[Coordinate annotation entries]
--- start ---
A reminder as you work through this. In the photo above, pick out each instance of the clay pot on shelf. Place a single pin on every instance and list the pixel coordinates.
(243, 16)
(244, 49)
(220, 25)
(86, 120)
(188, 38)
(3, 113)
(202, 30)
--- end ---
OBJECTIVE:
Would you reproduce all the entries exactly?

RESPONSE TO THIS TASK:
A reminder as you work through this. In the photo above, pick out each instance of the clay pot on shelf. Place a single pin on every instance and list the pixel coordinates.
(243, 16)
(244, 49)
(220, 25)
(86, 120)
(188, 38)
(3, 113)
(202, 30)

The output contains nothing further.